> _Requirement_
Only a number is wanted here: the count of lines in the data below where the string "flower" occurs.

((

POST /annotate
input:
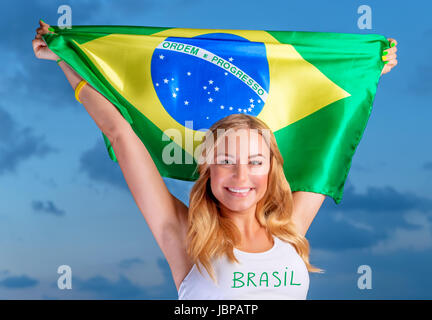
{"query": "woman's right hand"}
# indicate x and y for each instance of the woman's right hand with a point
(40, 48)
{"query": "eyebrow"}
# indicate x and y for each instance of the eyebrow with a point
(228, 155)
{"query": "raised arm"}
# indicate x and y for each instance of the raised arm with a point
(165, 215)
(306, 206)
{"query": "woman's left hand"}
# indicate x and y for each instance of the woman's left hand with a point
(389, 56)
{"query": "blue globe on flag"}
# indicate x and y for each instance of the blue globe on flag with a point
(219, 81)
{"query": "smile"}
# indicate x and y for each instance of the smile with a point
(237, 192)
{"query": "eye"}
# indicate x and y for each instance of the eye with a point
(224, 161)
(256, 162)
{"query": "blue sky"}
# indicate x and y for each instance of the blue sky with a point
(63, 201)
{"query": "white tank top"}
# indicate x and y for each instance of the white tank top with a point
(279, 273)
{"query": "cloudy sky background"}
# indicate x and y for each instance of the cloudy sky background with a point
(64, 202)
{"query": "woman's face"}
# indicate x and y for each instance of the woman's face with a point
(239, 174)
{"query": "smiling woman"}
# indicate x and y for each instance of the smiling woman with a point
(240, 219)
(243, 223)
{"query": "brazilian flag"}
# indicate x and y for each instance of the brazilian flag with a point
(314, 90)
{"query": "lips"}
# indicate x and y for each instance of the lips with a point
(239, 192)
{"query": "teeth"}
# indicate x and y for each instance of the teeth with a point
(239, 190)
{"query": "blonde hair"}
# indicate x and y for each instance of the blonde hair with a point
(211, 235)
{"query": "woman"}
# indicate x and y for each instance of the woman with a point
(243, 236)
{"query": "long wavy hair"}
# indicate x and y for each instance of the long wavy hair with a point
(211, 235)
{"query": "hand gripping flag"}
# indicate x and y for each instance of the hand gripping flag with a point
(314, 90)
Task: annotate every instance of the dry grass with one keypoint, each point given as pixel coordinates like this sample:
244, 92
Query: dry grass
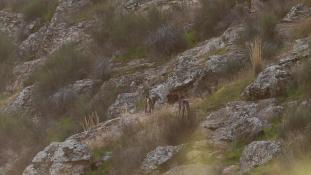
255, 53
302, 29
161, 128
90, 121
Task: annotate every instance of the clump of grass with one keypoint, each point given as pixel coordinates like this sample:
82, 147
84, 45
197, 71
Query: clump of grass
165, 128
90, 121
302, 30
158, 31
255, 52
7, 58
63, 67
62, 129
39, 9
209, 15
228, 92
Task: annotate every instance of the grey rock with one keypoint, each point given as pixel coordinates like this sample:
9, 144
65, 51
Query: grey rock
125, 103
272, 82
68, 94
205, 61
11, 24
295, 12
69, 157
23, 102
231, 170
240, 120
258, 153
158, 157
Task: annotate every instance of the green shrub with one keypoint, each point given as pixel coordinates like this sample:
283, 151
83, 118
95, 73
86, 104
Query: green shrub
296, 132
127, 32
39, 9
209, 15
65, 66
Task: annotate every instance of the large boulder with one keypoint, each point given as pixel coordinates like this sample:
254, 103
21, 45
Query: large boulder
258, 153
208, 60
275, 80
125, 103
158, 157
272, 82
69, 157
240, 120
23, 101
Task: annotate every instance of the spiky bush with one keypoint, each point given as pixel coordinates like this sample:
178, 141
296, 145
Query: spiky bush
255, 52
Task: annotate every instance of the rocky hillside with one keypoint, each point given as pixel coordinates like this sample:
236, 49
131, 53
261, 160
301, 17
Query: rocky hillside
75, 75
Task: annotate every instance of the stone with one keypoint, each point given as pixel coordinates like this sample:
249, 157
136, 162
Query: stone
23, 102
125, 103
206, 61
11, 24
158, 157
271, 82
240, 120
258, 153
231, 170
69, 157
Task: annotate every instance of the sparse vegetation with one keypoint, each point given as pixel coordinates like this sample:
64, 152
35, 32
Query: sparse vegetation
39, 9
90, 121
7, 57
63, 67
304, 77
165, 128
255, 52
128, 32
226, 93
302, 30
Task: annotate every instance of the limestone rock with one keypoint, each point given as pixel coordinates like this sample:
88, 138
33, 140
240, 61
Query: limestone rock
206, 61
23, 102
11, 24
240, 120
230, 170
258, 153
272, 82
125, 103
159, 156
58, 32
69, 157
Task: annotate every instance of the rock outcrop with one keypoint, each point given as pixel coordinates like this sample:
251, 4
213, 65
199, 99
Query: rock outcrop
272, 82
240, 120
69, 157
159, 156
11, 24
275, 80
204, 62
258, 153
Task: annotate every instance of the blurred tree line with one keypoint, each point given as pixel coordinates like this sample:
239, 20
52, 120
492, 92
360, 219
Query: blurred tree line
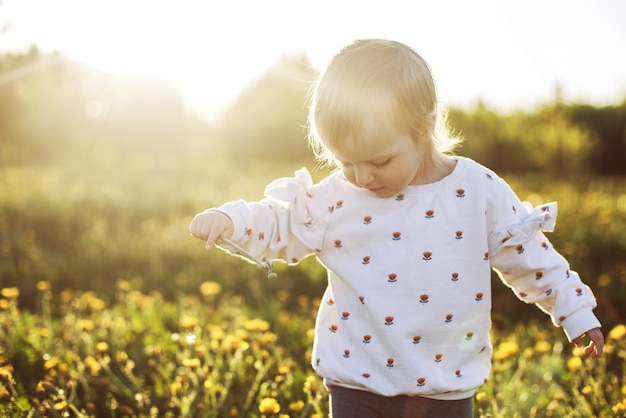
52, 108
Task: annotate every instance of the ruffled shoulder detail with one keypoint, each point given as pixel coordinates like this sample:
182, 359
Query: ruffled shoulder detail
289, 188
539, 219
295, 194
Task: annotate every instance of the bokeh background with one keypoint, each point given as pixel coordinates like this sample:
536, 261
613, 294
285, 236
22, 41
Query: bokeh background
119, 120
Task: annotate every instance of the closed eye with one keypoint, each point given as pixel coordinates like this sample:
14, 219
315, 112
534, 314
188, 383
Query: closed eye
382, 163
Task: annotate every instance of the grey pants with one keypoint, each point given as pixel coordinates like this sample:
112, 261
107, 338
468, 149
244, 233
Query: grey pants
350, 403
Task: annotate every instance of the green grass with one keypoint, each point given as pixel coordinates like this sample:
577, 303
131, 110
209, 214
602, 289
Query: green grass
121, 313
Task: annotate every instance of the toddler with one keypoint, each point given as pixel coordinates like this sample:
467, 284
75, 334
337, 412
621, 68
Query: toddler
409, 234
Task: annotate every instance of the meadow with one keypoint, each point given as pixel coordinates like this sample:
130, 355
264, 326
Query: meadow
109, 309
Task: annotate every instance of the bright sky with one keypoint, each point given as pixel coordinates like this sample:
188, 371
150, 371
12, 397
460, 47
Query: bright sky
510, 53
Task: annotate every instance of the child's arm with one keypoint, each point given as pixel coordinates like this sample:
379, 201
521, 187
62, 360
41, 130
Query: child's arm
526, 261
288, 224
209, 226
596, 342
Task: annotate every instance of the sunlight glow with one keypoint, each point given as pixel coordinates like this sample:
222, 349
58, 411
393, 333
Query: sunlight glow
507, 53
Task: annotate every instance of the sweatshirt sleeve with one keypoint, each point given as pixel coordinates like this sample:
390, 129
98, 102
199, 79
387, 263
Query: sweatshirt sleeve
285, 225
527, 262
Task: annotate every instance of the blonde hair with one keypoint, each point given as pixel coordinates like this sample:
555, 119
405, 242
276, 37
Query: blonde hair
376, 78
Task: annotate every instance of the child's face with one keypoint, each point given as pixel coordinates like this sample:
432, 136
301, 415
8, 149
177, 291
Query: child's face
382, 160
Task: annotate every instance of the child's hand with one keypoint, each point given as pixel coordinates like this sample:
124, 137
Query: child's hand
208, 226
596, 342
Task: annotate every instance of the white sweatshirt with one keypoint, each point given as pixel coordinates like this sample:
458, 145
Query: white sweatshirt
408, 303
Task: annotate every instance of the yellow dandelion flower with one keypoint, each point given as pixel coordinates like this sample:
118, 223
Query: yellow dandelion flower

))

> _Solution below_
2